Given instruction
Copy all of the material word for word, except for the pictures.
====
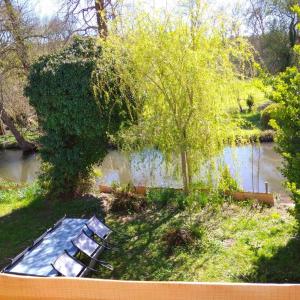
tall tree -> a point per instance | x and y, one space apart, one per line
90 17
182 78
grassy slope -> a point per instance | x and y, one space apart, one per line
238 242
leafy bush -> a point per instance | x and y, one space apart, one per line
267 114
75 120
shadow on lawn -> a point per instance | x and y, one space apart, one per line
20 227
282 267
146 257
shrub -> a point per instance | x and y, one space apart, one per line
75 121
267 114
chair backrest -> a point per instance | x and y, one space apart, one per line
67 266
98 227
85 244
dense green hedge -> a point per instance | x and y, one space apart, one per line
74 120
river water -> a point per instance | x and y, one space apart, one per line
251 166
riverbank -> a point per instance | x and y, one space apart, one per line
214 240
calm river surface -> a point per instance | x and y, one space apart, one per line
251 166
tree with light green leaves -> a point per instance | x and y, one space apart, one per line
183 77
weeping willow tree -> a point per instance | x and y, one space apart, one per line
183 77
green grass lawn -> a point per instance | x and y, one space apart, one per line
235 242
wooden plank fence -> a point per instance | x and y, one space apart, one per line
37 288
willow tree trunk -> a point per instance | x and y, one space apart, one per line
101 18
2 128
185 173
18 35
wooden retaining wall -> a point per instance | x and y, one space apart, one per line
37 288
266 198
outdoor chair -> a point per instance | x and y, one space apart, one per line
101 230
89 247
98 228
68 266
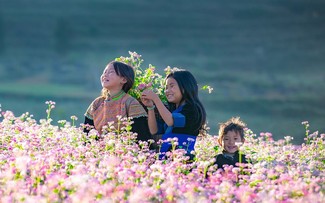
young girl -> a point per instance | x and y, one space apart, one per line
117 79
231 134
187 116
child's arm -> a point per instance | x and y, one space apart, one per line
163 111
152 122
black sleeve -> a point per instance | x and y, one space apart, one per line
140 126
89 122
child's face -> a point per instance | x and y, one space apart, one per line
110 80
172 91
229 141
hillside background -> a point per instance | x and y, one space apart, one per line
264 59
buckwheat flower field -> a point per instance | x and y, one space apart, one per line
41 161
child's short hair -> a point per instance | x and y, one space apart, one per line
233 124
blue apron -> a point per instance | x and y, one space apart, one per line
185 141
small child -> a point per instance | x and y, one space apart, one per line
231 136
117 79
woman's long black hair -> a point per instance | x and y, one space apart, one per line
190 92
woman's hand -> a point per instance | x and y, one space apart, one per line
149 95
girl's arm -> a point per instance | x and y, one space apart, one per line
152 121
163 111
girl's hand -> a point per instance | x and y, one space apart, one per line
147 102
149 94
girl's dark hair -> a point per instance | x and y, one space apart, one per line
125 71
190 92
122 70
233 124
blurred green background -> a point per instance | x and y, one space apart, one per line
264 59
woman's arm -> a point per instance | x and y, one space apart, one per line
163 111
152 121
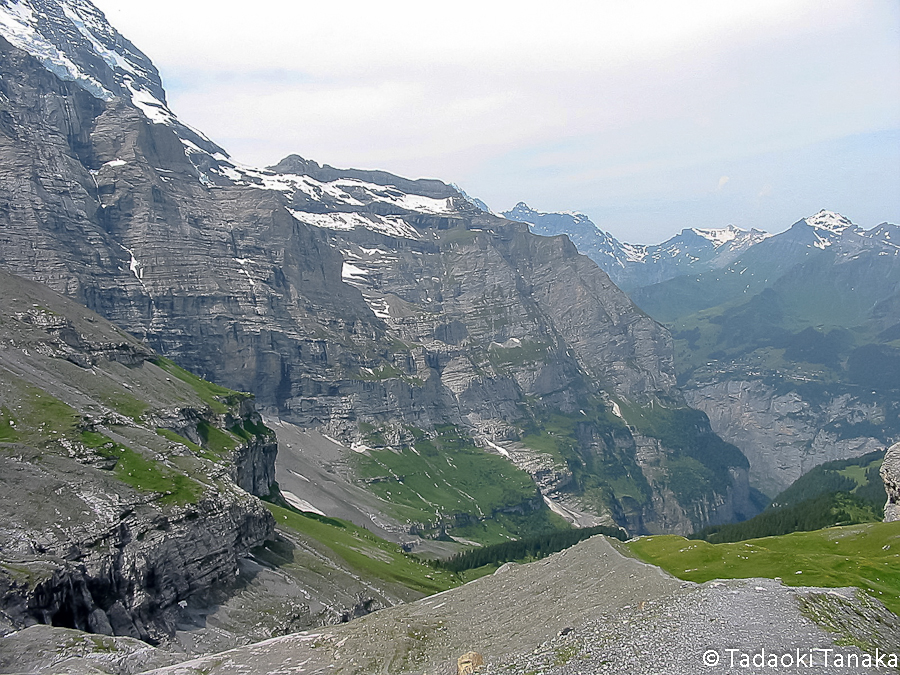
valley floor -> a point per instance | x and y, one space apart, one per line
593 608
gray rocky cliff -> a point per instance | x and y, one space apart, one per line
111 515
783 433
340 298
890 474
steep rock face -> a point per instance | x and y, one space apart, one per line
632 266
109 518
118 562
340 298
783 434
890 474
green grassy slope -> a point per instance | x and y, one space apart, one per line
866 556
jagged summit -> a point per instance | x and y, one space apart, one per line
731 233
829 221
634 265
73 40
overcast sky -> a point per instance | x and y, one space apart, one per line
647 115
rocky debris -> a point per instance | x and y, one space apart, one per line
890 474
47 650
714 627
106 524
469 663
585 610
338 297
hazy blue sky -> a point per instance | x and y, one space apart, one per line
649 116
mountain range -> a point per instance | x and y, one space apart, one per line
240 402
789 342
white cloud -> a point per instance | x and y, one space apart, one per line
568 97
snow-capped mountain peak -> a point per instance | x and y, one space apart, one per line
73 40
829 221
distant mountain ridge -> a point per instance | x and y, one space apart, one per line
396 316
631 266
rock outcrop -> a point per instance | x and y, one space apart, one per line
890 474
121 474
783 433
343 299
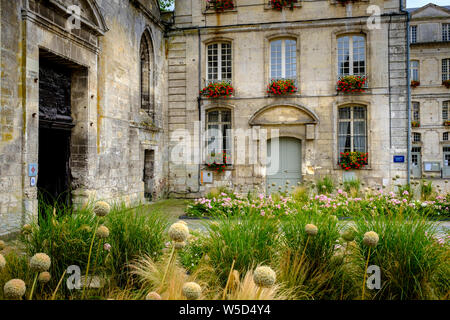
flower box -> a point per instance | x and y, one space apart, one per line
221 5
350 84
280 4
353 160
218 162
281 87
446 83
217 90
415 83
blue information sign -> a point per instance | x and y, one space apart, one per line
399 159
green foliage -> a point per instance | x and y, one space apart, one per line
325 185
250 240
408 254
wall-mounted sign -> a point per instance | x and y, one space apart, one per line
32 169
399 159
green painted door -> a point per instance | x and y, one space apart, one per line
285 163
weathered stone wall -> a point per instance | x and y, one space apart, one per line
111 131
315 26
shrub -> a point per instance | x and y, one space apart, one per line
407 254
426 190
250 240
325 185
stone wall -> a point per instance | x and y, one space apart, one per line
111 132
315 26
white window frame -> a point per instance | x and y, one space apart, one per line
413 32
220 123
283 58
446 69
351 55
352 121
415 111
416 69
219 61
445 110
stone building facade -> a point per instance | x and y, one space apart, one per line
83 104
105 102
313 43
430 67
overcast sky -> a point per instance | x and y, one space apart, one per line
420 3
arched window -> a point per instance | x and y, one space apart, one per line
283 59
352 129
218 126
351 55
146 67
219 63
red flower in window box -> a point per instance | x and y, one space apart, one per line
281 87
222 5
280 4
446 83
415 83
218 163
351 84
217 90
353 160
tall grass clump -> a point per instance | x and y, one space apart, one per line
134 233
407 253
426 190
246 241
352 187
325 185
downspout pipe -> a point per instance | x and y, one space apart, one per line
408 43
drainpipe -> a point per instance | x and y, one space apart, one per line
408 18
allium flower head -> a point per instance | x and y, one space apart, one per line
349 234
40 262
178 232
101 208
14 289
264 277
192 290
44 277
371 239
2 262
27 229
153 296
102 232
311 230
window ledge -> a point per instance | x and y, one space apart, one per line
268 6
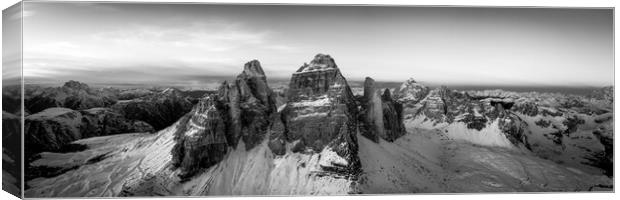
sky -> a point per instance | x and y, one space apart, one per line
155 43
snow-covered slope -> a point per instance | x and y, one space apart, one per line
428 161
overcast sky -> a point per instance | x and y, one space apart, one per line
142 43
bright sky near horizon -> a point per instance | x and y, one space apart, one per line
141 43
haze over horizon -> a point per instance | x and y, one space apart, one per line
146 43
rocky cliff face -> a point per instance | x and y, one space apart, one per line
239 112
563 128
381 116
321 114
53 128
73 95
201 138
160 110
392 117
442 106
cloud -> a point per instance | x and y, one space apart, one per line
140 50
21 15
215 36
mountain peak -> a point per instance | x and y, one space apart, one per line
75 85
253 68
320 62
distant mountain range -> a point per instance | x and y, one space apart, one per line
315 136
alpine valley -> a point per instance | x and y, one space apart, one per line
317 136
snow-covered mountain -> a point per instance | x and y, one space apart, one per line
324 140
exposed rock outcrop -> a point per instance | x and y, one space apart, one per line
====
Completed task
tall tree -> a point per instance | x and y, one space apart, one per line
90 17
182 78
grassy slope -> a point per instance | x and y, one space apart, one per line
238 242
leafy bush -> a point per instance | x and y, one space apart, one per line
267 114
75 120
shadow on lawn -> a point per instance | x and y, one space apart, one per line
20 227
282 267
146 257
shrub -> a point per instance | x and y, one space apart, one per line
75 121
267 114
chair backrest -> a point per instance | x and y, one space apart, one per line
67 266
98 227
85 244
dense green hedge -> a point per instance | x and y, one space apart, one per line
74 120
river water -> a point per instance | x and y, one space apart, one per line
251 166
riverbank -> a point per instance | x and y, one space apart, one per line
214 240
calm river surface -> a point per instance | x and y, one space apart, one per line
251 166
tree with light green leaves -> a point per instance | x and y, one space apart, one per line
183 77
weeping willow tree -> a point per instance | x and y, one space apart, one per line
183 77
green grass lawn -> a point per instance | x and y, one space apart, one per line
235 242
wooden plank fence -> a point per instance | x and y, one space apart, one per line
37 288
willow tree trunk -> a point per instance | x and y, one space apart, one per line
101 18
2 128
185 173
18 35
wooden retaining wall -> a point per instance | x and y, one space apart, one per line
37 288
266 198
outdoor chair -> a point per instance | x and y, one space apart, one per line
101 230
89 247
98 228
68 266
young girl -> a point per instance | x and y, one space apart, one per line
117 79
231 134
187 116
child's arm -> a point per instance | x and y, one space apart, one per line
163 111
152 122
black sleeve -> a point per instance | x and y, one space apart, one per line
140 126
89 122
child's face -> a point per instance | x and y, one space apart, one per line
110 80
172 91
229 141
hillside background -> a point per instance | x and y, one space apart, one per line
264 59
buckwheat flower field -> a point per instance | x and y, one space apart, one per line
41 161
child's short hair -> a point per instance | x and y, one space apart, one per line
233 124
blue apron -> a point per instance | x and y, one space apart, one per line
185 141
small child -> a point per instance | x and y, one space apart, one per line
231 136
117 79
woman's long black hair -> a point per instance | x and y, one space apart, one per line
190 92
woman's hand -> a point per instance | x and y, one space apart, one per line
149 95
girl's arm -> a point per instance | x and y, one space apart, one per line
152 121
163 111
girl's hand -> a point per instance | x and y, one space apart, one per line
147 102
149 94
girl's dark hair -> a point per instance | x and y, one space apart, one per line
125 71
190 92
122 70
233 124
blurred green background -> a point per instance | x and y, one space apart, one per line
264 59
woman's arm -> a point per instance | x and y, one space apart, one per line
163 111
152 121
valley floor -> a point per instance | x and y, one space apart, one per line
593 608
gray rocky cliff -> a point per instance | x and y, one space apart, one per line
111 515
783 433
340 298
890 474
steep rock face -> a point per instance | x and y, one space apart, one per line
632 266
109 518
118 562
340 298
783 434
890 474
green grassy slope -> a point per instance | x and y, one space apart, one per line
866 556
jagged summit -> a point per instance | x and y, one space apart, one per line
731 233
829 221
634 265
73 40
overcast sky -> a point per instance | x and y, one space apart, one per line
647 115
rocky debris -> a point per instance | x and y, one space apart, one per line
890 474
47 650
714 627
106 524
469 663
585 610
338 297
hazy blue sky -> a point per instance | x and y, one space apart, one per line
649 116
mountain range -> a point per instance | x and y, one space apart, one per line
240 402
789 342
white cloud -> a point per instance | x and y, one space apart, one per line
568 97
snow-capped mountain peak -> a point per instance | x and y, one space apart, one per line
73 40
829 221
distant mountain ridge -> a point per instance | x and y, one space apart, one per line
396 316
631 266
rock outcrop -> a point per instance | x and y, one space apart, one per line
890 474
121 474
783 433
343 299
flower box -> a point per instance | x and y, one space apart, one per line
221 5
350 84
280 4
353 160
218 162
281 87
446 83
217 90
415 83
blue information sign -> a point per instance | x and y, one space apart, one per line
399 159
green foliage -> a point per instance | x and y, one space apart, one per line
325 185
250 240
408 254
wall-mounted sign -> a point per instance | x and y, one space apart, one per line
32 169
399 159
green painted door -> a point per instance | x and y, one space apart, one per line
285 163
weathered stone wall -> a point per instance | x and y, one space apart, one per line
111 131
315 26
shrub -> a point per instance | x and y, one space apart, one per line
407 254
426 190
250 240
325 185
stone wall -> a point per instance | x and y, one space apart, one per line
111 132
315 26
white window frame -> a point per instance | x and y, one space apart, one per line
413 32
220 123
283 58
446 69
351 55
352 121
415 111
416 69
219 61
445 110
stone building facade -> a point per instance | x and y, one space apart, one per line
83 104
105 102
313 43
430 67
overcast sky -> a point per instance | x and y, one space apart, one per line
420 3
arched window -> a point per instance | x and y, one space apart, one per line
283 59
352 129
218 126
351 55
146 67
219 63
red flower in window box -> a point per instance | x and y, one space apart, one per line
281 87
222 5
280 4
446 83
415 83
218 163
351 84
217 90
353 160
tall grass clump -> a point per instance | x and y, one space apart, one per line
134 233
407 253
426 190
246 241
352 187
325 185
downspout pipe -> a point per instance | x and y, one space apart, one per line
408 43
drainpipe -> a point per instance | x and y, one space apart, one per line
408 18
allium flower head -> a point per instance | x and y, one space apart, one per line
349 234
40 262
178 232
101 208
14 289
264 277
192 290
44 277
371 239
2 262
27 229
153 296
102 232
311 230
window ledge -> a point per instance | x and y, one space apart, one per line
268 6
sky -> a point per instance | x and y, one space apart, one per line
155 43
snow-covered slope -> a point per instance | x and y, one space apart, one per line
428 161
overcast sky -> a point per instance | x and y, one space apart, one per line
142 43
bright sky near horizon -> a point per instance | x and y, one space apart, one per line
141 43
haze over horizon -> a point per instance | x and y, one space apart, one per line
146 43
rocky cliff face -> a point per instance | x and y, one space apart, one per line
239 112
563 128
381 116
321 114
53 128
73 95
201 138
160 110
392 117
442 106
cloud -> a point per instance | x and y, one space apart, one per line
140 50
21 15
215 36
mountain peak -> a point per instance | x and y, one space apart, one per line
75 85
253 68
320 62
distant mountain range -> a point per instance | x and y, one space apart, one per line
315 136
alpine valley -> a point per instance | x and y, one space apart, one per line
317 136
snow-covered mountain -> a point per instance | x and y, one space apart, one per line
324 140
exposed rock outcrop -> a point per instance | x and y, one space apart, one per line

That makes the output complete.